## Task details
Select every line of the entries below that contains the string "signboard" and copy each such line in full.

## Excerpted records
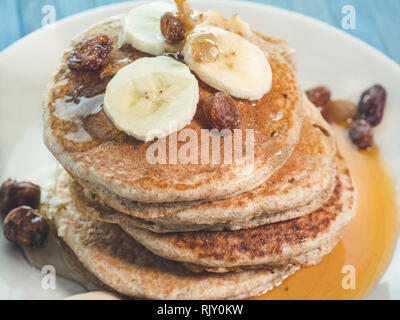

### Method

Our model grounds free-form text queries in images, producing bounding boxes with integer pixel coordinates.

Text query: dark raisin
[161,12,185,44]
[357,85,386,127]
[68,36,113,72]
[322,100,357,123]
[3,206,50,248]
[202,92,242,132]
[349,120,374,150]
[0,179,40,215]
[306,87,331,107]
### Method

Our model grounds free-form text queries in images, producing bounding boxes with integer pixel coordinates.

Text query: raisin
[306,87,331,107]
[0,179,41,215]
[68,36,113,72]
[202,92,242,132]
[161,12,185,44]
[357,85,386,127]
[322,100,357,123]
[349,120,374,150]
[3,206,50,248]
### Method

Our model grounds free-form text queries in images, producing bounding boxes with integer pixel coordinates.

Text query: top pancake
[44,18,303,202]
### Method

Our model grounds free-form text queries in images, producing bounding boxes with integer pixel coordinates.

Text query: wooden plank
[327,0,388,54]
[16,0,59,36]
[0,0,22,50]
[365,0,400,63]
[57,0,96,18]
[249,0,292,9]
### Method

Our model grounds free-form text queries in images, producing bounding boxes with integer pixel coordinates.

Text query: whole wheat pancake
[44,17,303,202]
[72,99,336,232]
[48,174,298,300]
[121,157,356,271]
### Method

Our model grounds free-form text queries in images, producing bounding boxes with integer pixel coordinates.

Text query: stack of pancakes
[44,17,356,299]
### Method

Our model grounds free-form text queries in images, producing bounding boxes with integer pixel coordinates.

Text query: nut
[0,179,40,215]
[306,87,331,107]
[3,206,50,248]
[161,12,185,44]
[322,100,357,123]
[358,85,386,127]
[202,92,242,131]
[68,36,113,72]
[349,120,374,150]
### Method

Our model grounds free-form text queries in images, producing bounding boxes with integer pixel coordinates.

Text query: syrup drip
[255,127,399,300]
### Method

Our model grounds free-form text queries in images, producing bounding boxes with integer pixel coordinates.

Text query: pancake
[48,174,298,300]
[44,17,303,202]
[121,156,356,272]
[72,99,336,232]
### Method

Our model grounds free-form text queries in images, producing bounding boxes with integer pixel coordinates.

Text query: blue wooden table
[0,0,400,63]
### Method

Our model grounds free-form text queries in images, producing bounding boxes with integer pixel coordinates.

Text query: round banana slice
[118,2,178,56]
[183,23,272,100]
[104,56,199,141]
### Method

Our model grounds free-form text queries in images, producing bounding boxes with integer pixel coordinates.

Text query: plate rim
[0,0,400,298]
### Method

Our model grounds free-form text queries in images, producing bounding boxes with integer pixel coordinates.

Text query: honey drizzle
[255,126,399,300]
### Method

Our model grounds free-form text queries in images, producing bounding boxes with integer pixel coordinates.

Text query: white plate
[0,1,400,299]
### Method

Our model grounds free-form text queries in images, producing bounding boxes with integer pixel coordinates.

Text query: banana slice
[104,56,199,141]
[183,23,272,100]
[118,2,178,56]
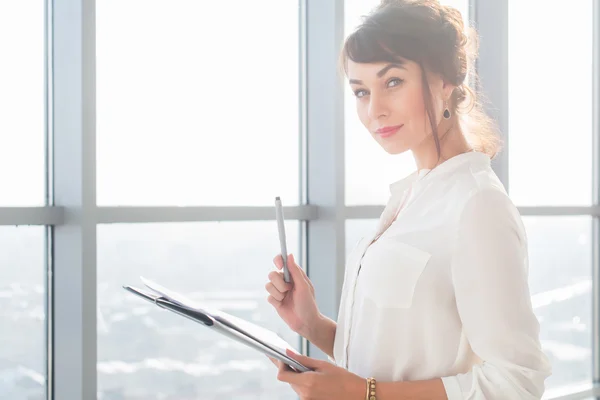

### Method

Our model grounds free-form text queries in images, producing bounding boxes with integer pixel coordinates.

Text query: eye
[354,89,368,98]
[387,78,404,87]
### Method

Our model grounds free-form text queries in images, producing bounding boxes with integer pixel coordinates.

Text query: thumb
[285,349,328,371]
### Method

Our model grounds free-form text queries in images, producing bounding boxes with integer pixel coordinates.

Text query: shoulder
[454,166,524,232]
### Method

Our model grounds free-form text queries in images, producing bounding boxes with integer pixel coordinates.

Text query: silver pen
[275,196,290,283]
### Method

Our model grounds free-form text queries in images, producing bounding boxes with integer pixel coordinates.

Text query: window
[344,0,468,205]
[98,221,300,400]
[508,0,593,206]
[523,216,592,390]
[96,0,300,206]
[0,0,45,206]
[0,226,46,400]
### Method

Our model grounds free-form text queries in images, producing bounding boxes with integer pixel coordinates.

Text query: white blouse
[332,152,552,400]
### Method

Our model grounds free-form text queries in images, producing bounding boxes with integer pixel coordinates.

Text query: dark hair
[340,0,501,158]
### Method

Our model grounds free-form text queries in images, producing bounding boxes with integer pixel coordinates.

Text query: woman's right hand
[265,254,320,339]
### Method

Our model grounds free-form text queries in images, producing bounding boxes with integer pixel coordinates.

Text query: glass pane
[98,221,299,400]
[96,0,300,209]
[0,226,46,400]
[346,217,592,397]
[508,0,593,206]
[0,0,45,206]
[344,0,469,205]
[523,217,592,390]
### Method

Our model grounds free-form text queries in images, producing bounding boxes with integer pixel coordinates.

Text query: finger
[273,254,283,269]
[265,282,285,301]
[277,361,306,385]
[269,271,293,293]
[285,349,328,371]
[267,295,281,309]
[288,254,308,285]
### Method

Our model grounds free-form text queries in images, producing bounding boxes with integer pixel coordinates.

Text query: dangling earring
...
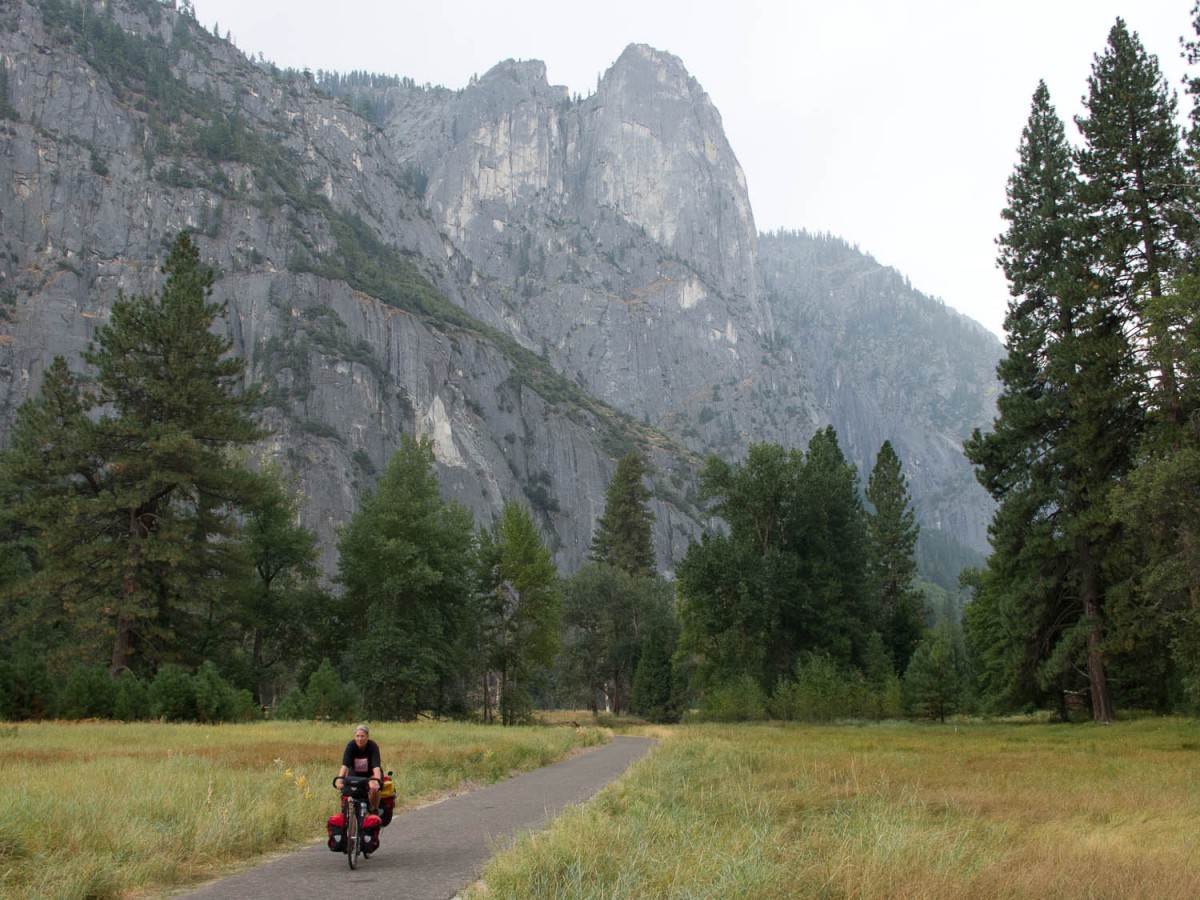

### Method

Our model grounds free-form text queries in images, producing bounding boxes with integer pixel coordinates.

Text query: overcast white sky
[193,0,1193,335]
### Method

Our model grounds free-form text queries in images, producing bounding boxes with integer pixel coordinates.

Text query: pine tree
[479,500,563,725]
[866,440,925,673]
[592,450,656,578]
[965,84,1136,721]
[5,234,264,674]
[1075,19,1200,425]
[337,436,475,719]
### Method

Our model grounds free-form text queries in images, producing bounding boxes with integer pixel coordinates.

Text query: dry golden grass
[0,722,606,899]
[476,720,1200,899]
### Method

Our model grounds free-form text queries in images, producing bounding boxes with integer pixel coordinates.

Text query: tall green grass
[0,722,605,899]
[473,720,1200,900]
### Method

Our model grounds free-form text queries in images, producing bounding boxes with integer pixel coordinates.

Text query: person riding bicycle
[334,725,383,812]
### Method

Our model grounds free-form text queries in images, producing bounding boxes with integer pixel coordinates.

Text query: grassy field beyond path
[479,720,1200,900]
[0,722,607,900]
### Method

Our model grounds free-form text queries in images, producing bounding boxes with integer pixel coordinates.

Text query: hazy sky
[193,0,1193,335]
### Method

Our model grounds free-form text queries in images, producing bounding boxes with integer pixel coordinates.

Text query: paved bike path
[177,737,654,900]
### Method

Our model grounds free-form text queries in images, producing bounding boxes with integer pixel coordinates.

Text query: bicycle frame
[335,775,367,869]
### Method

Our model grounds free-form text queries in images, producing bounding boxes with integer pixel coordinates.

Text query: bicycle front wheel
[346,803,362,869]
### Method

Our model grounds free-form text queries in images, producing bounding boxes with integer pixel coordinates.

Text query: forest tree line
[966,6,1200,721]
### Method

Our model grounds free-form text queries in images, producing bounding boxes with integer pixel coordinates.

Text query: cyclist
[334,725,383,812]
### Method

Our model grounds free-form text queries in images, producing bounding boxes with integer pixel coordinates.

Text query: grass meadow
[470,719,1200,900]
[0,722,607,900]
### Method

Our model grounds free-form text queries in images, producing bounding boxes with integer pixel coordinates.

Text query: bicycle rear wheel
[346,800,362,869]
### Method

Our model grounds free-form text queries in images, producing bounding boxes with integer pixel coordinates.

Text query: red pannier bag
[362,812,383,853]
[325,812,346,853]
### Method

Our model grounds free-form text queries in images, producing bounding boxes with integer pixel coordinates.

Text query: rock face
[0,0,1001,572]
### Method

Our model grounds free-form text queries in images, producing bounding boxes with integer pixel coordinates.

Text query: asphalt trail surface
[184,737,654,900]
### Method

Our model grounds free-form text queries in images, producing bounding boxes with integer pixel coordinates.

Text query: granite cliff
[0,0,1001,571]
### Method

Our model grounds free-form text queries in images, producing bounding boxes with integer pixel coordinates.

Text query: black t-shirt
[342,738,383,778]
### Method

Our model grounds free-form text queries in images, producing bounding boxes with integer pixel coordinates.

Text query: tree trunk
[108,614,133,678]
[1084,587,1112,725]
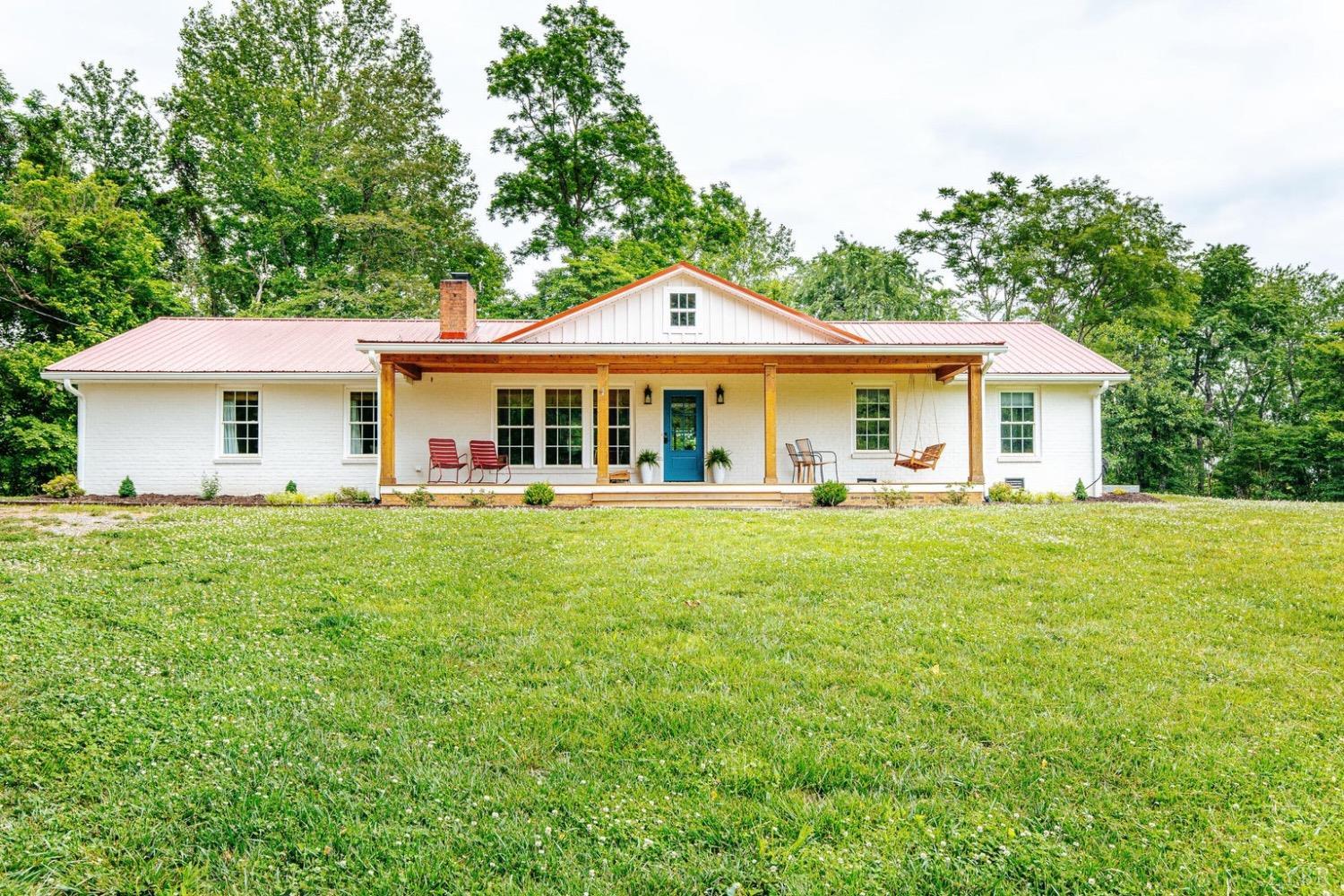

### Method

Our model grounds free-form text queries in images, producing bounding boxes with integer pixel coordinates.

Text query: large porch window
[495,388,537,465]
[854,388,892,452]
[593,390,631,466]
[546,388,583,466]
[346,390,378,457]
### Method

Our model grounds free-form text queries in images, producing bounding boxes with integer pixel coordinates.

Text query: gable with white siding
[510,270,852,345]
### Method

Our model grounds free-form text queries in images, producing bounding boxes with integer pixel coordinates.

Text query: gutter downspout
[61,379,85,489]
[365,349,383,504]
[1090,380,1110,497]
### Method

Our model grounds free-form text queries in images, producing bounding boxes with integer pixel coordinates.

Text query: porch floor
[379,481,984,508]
* * *
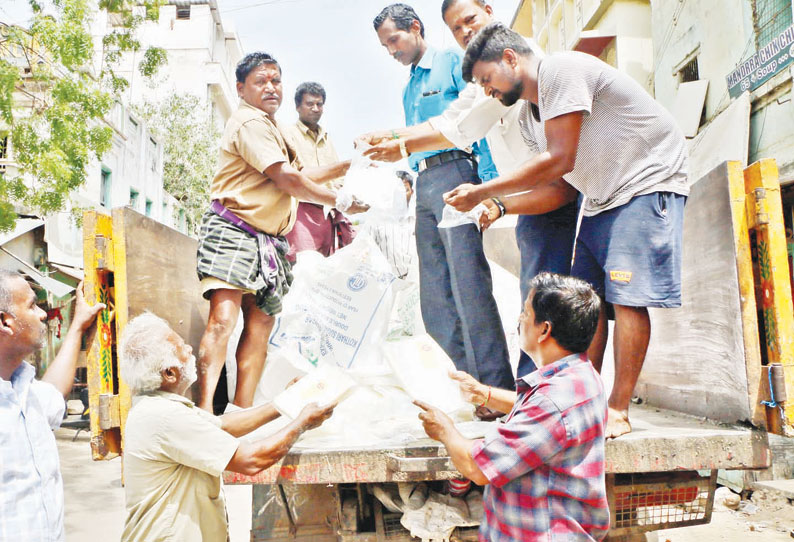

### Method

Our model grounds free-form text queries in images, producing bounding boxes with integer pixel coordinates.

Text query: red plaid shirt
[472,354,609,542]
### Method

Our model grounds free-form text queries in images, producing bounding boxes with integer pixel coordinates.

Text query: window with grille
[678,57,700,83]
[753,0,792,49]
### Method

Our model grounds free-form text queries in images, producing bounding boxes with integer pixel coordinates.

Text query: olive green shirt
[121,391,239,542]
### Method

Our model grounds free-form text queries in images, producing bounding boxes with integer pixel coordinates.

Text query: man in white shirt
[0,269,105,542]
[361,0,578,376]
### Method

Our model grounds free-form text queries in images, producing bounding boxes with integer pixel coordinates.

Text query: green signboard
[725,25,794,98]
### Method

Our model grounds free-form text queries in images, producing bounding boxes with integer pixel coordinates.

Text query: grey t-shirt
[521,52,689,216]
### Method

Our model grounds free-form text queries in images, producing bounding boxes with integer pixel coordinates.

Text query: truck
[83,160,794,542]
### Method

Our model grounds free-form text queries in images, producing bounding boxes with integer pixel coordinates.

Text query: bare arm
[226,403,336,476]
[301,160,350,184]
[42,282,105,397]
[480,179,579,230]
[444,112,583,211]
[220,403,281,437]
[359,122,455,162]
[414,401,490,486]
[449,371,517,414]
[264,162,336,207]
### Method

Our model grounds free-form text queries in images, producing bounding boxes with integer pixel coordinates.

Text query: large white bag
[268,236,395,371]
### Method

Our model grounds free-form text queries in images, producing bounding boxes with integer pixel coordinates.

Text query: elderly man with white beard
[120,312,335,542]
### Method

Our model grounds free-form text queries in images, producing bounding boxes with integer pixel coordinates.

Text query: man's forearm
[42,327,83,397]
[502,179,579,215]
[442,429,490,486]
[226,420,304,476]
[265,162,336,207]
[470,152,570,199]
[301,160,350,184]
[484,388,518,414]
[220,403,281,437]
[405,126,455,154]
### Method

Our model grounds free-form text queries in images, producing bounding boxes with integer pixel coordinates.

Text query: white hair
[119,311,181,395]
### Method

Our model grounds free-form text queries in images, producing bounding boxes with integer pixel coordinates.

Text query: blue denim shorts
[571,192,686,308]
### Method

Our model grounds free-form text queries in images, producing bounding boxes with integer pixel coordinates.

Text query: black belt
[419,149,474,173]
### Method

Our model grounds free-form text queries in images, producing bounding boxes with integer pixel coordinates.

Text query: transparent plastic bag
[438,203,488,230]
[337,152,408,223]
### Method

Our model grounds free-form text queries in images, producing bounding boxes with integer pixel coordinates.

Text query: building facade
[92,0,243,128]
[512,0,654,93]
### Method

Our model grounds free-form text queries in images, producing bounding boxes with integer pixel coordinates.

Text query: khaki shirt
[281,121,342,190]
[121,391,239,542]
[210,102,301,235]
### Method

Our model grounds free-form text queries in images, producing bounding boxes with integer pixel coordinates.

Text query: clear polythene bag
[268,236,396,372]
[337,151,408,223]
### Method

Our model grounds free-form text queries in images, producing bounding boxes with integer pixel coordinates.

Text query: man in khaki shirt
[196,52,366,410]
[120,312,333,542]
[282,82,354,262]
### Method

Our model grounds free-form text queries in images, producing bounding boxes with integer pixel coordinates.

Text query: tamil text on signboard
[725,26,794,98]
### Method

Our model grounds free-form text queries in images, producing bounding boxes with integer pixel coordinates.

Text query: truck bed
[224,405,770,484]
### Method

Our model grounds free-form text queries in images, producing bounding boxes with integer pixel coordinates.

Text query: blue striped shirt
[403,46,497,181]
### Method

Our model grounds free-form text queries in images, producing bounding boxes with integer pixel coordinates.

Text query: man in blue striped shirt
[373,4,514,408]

## Solution to the exercise
Text query: green signboard
Text query: tamil text on signboard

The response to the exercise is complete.